[Outline entries]
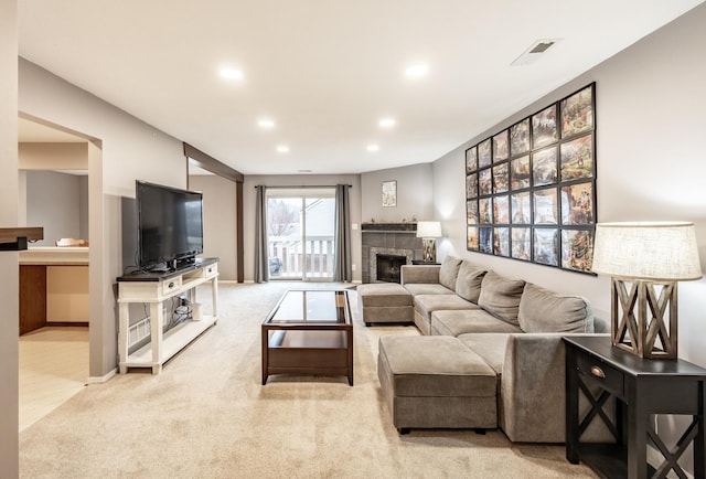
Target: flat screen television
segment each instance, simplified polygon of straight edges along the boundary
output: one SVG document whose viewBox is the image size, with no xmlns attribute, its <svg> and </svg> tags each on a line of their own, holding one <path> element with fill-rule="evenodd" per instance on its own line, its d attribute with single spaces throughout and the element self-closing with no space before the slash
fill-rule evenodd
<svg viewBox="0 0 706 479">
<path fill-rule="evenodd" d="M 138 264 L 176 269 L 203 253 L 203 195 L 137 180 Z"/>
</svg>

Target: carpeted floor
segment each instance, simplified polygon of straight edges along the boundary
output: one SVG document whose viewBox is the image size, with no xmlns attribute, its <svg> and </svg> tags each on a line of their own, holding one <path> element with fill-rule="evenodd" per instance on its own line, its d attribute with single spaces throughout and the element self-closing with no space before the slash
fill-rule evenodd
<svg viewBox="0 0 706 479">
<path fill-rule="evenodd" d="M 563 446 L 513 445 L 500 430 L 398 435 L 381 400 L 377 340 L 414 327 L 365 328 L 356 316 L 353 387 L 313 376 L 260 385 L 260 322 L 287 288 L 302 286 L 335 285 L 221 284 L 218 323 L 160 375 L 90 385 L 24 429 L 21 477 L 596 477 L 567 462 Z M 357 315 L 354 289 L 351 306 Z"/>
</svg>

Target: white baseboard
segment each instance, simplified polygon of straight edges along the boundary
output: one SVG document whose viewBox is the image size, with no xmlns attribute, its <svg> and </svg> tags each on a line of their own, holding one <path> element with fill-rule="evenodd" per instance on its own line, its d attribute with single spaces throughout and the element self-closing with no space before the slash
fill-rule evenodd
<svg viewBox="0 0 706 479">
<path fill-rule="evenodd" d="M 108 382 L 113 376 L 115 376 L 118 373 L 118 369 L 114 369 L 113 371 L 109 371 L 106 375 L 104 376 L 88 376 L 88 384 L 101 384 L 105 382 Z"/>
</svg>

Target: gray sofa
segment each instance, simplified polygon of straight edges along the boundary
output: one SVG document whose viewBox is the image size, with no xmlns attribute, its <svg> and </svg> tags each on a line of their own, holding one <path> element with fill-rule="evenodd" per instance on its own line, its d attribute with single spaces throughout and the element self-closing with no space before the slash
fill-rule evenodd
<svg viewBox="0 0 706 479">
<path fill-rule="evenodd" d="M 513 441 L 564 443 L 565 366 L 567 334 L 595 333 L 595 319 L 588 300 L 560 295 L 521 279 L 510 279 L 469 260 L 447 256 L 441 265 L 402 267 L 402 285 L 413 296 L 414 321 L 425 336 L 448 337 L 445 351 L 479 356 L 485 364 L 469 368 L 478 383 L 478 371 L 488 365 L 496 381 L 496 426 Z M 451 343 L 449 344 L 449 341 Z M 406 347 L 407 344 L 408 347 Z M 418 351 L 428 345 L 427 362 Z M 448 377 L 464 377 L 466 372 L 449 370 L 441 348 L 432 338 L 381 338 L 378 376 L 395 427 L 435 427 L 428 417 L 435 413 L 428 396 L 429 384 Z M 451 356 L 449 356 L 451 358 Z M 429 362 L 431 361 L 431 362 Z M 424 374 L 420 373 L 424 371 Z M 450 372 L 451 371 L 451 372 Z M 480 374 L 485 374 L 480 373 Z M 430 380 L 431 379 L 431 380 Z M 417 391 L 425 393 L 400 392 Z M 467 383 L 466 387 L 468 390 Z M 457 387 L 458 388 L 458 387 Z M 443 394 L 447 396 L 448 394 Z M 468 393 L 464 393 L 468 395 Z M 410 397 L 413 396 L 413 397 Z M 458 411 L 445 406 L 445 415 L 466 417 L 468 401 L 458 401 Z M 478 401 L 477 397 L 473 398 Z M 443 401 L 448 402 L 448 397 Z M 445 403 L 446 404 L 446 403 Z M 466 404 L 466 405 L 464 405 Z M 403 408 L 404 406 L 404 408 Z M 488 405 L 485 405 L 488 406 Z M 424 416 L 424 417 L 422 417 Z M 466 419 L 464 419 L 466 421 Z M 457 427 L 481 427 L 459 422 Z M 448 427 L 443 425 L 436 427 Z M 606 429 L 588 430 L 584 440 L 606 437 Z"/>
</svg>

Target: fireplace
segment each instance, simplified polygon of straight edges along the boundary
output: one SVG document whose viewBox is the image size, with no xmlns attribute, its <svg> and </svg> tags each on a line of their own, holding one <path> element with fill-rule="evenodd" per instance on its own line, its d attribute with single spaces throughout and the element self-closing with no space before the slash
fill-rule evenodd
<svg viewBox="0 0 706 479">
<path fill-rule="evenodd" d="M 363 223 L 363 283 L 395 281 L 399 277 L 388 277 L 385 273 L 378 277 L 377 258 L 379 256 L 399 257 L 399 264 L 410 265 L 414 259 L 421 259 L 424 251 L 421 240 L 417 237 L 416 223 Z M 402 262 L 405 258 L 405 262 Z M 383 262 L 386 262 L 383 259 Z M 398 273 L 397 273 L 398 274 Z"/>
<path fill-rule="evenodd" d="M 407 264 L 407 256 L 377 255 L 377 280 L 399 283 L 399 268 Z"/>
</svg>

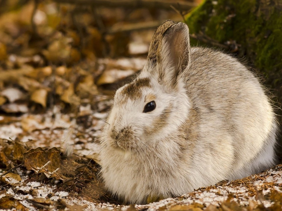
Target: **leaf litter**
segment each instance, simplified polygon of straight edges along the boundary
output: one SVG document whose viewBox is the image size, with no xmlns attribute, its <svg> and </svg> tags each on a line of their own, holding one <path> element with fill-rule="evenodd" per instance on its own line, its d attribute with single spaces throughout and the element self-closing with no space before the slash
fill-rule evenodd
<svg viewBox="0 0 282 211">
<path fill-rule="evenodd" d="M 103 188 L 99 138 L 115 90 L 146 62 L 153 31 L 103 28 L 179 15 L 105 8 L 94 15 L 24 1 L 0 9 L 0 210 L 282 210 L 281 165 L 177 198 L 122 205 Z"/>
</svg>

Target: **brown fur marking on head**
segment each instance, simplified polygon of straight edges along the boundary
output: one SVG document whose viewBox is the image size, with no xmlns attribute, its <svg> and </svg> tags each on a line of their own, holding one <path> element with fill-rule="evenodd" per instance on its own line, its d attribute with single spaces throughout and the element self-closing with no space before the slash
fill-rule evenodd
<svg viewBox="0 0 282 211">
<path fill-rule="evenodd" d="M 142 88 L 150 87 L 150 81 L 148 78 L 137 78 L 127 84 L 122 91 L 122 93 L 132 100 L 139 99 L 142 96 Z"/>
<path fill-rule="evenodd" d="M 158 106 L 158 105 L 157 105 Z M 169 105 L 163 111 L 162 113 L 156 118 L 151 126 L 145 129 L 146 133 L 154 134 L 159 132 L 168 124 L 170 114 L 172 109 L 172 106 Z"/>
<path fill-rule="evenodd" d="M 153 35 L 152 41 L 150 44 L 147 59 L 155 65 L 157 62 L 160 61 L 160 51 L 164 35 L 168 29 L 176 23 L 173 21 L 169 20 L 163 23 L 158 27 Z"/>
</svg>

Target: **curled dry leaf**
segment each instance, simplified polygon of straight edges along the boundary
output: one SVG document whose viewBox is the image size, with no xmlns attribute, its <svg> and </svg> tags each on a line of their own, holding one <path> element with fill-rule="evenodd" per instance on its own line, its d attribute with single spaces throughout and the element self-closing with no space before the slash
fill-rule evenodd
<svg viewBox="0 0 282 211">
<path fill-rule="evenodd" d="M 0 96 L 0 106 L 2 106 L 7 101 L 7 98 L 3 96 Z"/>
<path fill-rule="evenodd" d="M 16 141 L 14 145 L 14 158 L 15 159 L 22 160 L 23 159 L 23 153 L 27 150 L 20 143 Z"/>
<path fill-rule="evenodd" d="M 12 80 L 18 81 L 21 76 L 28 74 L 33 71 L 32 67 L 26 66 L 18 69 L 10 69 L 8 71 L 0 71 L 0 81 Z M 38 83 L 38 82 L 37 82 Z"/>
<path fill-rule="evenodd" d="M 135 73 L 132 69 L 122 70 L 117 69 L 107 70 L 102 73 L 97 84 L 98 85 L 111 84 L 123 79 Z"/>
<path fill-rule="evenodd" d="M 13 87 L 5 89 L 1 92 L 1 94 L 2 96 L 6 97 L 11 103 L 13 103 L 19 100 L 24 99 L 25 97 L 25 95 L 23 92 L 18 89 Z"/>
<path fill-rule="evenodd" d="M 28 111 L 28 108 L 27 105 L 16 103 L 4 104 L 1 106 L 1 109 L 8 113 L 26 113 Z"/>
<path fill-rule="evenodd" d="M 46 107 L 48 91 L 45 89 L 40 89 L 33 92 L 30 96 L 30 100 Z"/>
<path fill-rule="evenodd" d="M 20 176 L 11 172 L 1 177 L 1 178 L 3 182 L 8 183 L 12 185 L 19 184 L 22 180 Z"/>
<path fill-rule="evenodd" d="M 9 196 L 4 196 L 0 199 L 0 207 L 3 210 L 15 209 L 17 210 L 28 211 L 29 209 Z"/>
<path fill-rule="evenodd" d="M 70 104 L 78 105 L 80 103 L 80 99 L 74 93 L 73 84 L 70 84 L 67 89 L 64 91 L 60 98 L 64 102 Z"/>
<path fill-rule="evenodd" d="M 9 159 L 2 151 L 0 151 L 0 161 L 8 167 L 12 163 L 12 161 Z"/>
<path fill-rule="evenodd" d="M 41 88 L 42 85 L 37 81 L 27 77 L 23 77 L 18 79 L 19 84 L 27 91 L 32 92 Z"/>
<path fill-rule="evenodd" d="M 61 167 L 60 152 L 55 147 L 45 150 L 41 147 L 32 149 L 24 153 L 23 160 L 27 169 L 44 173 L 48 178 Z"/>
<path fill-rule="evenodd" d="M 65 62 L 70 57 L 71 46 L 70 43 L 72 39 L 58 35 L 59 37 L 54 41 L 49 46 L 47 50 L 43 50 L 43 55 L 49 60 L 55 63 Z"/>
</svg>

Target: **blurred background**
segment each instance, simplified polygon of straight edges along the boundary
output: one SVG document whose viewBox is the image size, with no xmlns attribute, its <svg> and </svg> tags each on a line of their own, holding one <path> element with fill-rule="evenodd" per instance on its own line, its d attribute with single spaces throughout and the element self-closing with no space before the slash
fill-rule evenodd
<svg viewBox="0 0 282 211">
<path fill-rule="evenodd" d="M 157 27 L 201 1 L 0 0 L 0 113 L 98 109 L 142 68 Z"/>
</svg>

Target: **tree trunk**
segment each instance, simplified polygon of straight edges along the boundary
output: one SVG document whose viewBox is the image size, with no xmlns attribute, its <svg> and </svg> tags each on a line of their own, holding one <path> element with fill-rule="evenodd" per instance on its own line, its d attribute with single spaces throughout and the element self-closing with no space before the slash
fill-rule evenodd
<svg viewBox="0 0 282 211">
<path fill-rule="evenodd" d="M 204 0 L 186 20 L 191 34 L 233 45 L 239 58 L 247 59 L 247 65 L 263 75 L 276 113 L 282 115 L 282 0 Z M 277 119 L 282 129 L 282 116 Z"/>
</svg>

Aim. Can you give back the part that opens with the line containing "Target: **tree trunk**" and runs to the end of the entries, swapping "instance" for "object" and leaving everything else unchanged?

The solution.
Target: **tree trunk**
segment each object, simplified polygon of straight edges along the boundary
output: one SVG document whose viewBox is the image size, with no xmlns attribute, its <svg> and </svg> tags each on a line of their own, holding one <path> element with fill-rule="evenodd" per object on its own line, its d attribute with single spaces throughout and the element self-closing with no space before the slash
fill-rule evenodd
<svg viewBox="0 0 282 211">
<path fill-rule="evenodd" d="M 204 0 L 186 20 L 191 34 L 233 45 L 239 58 L 247 59 L 247 65 L 263 75 L 276 113 L 282 115 L 282 0 Z M 277 119 L 282 129 L 282 116 Z"/>
</svg>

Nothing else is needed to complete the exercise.